Langkah Singapura Menjadi Jantung Food-Tech Asia Tenggara

The Lion City sekali lagi mengambil lompatan dalam dunia makanan dan minuman, yaitu mengakselerasi pertumbuhan teknologi pangan.

Memasuki 2010, Singapura menyadari satu hal yang dapat membawa negara itu semakin disegani di kancah global: Kuliner. Di saat yang sama ketika Singapura mengubah kampanye pariwisata mereka menjadi “Your Singapore”, di saat itu jugalah strategi dan tindakan mendorong wisata makan dan minum Singapura dilakukan. Berdirinya Marina Bay Sands dengan sepuluh celebrity chef dari Gordon Ramsay hingga Daniel Boulud tentu cukup menarik perhatian pencinta restoran global ke negeri terkecil di Asia Tenggara itu. Namun tidak berhenti di situ saja, pemerintah Singapura paham mereka harus melahirkan bakat-bakat baru dalam negeri, untuk itulah di tahun 2011, sekolah kuliner paling bergengsi di dunia, Culinary Institute of America, hadir di Singapura berkolaborasi dengan Singapore Institute of Technology.

Melihat kuliner sebagai senjata ampuh pariwisata, pemerintah Singapura pun meluncurkan SPICE (Singapore International Culinary Exchange) pada 2012, yaitu sebuah program induk pariwisata gastronomi Singapura. Di dalam SPICE, ada dua program besar dengan tujuan spesifik. Yang pertama, Singapore Take Out, merupakan program travelling pop-up ke restoran ternama dan hotel bintang lima berbagai negara di dunia, untuk menyajikan masakan Singapura. Tujuannya sederhana: Mengenalkan kuliner yang ada di Singapura. Lalu program yang kedua adalah Global Chef Exchange. Program yang strategis ini bertujuan sebagai knowledge exchange antara chef internasional dan chef lokal, dari yang berbintang Michelin sampai restoran kasual. Belum lagi didorongnya festival kuliner berskala internasional seperti Epicurean Market di 2013, dan World Street Food Congress di 2014 yang mengundang tamu kenamaan seperti Anthony Bourdain. Seluruh langkah strategis itu dimantapkan dengan tahun 2013 diluncurkan Miele Guide, buku panduan restoran setara Michelin khusus untuk Asia; lalu 2014 diadakannya Asia’s 50 Best Restaurants edisi pertama; hingga pada 2016, hadirnya buku panduan Michelin.
──────────
**Yang Diperlukan:** Cetak bagian teks tentang kuliner Singapura di antara "Memasuki 2010, Singapura" dan "Institute of Technology.", dengan kedua batas tersebut ikut disertakan.
──────────
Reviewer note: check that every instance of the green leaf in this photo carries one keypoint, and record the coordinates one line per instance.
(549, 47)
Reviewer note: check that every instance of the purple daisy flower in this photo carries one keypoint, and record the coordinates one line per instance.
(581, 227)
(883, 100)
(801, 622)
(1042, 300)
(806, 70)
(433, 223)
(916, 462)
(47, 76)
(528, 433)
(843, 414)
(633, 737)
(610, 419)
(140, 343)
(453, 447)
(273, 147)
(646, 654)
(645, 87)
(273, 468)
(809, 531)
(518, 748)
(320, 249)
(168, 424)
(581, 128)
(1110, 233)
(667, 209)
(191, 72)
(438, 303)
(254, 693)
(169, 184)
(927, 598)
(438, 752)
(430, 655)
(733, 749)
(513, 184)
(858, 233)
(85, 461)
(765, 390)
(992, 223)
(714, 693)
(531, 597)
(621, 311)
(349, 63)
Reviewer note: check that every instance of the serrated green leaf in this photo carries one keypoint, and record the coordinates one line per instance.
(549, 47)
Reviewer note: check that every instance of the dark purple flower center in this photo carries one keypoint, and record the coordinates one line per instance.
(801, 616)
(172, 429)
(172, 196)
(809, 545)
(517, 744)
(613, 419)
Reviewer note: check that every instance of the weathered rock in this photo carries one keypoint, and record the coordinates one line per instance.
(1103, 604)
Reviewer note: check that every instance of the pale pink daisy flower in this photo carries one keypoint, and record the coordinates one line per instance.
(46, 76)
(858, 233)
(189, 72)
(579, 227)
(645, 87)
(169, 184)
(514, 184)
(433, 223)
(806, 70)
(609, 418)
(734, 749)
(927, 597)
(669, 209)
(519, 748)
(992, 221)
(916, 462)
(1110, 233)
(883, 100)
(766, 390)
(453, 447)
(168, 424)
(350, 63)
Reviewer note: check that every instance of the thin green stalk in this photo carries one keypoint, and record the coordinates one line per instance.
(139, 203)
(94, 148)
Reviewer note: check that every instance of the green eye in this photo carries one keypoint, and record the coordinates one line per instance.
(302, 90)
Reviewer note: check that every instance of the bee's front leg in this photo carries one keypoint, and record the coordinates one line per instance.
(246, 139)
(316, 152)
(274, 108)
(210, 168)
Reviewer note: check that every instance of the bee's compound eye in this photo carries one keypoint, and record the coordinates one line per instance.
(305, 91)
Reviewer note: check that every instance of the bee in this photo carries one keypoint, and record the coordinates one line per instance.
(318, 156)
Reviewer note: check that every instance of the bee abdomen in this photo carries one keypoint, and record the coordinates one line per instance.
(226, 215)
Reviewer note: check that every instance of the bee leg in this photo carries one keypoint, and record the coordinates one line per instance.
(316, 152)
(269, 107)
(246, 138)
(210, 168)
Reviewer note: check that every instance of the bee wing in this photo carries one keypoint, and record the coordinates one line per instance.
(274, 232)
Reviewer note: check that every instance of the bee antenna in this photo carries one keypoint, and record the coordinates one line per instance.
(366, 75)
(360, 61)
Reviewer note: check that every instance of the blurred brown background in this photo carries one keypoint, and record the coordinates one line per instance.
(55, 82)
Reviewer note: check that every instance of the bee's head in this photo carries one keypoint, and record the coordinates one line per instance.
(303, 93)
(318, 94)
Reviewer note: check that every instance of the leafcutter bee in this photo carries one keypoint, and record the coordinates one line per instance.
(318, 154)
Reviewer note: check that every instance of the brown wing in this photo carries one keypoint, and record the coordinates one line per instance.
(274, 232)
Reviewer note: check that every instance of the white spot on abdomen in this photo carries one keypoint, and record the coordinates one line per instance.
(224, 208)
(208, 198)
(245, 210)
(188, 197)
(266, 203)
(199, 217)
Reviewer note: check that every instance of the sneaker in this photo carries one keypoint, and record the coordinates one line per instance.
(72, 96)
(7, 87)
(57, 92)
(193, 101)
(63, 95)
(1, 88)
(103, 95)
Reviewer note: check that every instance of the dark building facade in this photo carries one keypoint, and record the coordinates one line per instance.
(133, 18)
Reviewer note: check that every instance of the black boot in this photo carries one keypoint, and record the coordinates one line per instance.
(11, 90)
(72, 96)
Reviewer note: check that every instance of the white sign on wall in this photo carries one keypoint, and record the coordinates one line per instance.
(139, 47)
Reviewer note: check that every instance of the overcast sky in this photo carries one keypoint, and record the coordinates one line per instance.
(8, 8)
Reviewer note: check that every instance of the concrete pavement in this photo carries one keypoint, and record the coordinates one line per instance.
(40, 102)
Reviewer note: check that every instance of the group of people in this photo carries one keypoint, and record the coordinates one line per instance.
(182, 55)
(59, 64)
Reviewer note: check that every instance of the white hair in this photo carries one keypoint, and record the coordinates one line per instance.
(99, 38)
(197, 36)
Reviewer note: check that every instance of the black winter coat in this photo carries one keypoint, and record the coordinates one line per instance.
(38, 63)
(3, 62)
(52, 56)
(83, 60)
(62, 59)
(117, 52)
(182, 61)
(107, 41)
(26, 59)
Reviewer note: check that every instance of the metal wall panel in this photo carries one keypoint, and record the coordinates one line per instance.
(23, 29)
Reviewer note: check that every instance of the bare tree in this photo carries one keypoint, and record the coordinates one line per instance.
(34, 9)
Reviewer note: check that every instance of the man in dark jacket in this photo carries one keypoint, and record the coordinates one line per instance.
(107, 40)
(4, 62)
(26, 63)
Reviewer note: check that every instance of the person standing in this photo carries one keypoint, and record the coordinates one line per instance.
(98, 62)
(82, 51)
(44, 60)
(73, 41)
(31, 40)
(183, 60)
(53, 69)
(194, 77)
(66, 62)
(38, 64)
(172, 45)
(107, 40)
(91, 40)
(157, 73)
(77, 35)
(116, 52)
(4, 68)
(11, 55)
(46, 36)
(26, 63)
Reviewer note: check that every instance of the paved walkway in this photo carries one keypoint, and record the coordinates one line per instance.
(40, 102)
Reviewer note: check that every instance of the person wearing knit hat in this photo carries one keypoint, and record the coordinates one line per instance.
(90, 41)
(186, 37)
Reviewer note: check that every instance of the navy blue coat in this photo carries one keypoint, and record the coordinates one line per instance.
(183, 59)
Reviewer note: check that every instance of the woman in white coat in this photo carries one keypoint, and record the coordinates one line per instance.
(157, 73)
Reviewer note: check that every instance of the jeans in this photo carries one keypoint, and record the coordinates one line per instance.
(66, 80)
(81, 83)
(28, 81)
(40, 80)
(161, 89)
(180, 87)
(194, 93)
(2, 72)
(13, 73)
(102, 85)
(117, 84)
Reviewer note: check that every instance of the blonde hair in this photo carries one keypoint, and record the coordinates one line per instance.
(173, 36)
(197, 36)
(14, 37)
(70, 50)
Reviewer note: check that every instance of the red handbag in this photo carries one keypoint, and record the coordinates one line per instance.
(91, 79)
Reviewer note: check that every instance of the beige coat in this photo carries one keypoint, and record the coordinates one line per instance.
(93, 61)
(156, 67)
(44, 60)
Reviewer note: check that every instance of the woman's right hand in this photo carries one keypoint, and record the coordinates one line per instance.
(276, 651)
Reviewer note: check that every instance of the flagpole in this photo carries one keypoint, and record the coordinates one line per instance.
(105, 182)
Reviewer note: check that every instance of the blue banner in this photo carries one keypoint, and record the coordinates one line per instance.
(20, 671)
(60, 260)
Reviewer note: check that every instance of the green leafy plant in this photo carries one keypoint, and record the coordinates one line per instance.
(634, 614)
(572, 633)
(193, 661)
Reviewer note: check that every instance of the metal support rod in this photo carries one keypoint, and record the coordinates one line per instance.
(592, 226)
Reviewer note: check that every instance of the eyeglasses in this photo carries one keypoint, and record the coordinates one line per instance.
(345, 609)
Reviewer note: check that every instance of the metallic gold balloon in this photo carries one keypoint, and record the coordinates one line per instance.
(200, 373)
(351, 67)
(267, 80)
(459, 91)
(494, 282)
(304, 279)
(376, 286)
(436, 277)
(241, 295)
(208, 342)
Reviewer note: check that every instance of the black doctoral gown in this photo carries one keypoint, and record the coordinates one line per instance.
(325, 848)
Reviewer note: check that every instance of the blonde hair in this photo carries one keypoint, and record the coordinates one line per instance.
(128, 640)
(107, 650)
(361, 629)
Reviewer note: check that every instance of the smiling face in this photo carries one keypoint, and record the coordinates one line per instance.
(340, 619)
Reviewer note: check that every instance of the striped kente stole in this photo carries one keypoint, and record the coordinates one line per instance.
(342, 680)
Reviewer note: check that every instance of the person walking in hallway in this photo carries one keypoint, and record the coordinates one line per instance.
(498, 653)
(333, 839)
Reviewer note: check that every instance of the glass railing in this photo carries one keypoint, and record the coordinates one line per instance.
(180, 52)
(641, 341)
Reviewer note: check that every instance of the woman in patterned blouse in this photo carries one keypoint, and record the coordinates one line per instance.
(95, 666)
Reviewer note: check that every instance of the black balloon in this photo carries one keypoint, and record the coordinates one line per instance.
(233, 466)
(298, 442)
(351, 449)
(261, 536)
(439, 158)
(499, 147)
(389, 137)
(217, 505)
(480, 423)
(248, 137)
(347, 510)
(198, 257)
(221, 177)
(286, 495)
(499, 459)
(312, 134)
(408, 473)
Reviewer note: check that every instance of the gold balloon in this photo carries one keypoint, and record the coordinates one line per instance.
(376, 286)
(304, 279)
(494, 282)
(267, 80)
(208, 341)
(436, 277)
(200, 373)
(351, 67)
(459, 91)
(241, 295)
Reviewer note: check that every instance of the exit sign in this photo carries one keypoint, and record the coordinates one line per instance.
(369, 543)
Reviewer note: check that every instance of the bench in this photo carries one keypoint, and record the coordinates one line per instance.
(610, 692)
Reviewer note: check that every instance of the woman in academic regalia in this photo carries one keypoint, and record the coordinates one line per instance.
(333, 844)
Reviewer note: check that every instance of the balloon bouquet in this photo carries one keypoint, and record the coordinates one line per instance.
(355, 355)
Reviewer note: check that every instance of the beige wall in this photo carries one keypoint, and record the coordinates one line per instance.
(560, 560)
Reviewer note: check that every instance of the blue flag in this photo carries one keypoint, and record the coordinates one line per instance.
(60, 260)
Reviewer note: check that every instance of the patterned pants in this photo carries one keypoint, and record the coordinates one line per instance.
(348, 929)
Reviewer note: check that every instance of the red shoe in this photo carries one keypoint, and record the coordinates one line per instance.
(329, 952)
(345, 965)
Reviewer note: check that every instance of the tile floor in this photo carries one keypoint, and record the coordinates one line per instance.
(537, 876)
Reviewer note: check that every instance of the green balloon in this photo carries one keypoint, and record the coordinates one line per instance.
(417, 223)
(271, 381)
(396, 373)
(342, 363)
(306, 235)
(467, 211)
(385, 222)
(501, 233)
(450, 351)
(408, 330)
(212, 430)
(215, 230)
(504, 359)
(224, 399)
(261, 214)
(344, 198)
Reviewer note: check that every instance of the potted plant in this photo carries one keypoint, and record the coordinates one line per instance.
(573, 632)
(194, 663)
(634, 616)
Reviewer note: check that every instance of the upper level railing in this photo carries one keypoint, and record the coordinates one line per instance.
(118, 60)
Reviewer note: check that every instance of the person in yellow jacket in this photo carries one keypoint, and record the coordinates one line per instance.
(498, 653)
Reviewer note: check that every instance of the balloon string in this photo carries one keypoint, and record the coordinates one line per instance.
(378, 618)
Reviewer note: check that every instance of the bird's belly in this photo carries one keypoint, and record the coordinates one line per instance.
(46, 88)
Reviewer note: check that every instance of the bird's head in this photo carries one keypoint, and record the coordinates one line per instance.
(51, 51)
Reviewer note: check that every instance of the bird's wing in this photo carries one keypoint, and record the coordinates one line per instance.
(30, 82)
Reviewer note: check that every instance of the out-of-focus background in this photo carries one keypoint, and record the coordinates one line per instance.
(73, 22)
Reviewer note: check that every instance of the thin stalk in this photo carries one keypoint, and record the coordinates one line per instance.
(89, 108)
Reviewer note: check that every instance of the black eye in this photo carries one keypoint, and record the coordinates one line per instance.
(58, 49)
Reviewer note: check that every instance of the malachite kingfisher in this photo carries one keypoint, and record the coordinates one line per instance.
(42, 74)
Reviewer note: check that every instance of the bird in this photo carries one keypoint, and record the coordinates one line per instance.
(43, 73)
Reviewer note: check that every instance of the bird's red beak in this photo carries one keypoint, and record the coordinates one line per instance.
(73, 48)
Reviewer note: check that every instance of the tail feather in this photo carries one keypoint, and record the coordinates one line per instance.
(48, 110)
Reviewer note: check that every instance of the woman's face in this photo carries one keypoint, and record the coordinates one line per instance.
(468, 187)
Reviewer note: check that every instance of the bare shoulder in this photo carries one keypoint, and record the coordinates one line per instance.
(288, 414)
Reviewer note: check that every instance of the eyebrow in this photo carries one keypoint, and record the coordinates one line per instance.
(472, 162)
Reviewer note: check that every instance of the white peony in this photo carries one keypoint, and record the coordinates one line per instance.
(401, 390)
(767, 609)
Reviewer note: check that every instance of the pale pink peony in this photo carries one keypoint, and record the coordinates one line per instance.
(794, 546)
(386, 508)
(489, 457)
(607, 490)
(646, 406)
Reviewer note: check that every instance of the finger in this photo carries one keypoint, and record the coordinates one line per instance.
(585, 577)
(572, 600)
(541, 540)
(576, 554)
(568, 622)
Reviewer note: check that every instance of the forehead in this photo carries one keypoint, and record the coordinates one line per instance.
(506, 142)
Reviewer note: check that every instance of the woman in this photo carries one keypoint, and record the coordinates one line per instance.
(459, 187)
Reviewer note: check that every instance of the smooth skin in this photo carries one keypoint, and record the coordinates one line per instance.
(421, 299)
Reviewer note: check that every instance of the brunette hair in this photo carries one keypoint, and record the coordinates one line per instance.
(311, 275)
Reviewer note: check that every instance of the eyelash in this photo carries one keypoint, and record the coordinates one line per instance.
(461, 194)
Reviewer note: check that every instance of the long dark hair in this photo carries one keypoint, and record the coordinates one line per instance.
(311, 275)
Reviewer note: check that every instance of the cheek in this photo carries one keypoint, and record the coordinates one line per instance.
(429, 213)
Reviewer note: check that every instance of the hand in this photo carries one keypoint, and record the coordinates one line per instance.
──────────
**Hasil Latihan:**
Memasuki 2010, Singapura menyadari satu hal yang dapat membawa negara itu semakin disegani di kancah global: Kuliner. Di saat yang sama ketika Singapura mengubah kampanye pariwisata mereka menjadi “Your Singapore”, di saat itu jugalah strategi dan tindakan mendorong wisata makan dan minum Singapura dilakukan. Berdirinya Marina Bay Sands dengan sepuluh celebrity chef dari Gordon Ramsay hingga Daniel Boulud tentu cukup menarik perhatian pencinta restoran global ke negeri terkecil di Asia Tenggara itu. Namun tidak berhenti di situ saja, pemerintah Singapura paham mereka harus melahirkan bakat-bakat baru dalam negeri, untuk itulah di tahun 2011, sekolah kuliner paling bergengsi di dunia, Culinary Institute of America, hadir di Singapura berkolaborasi dengan Singapore Institute of Technology.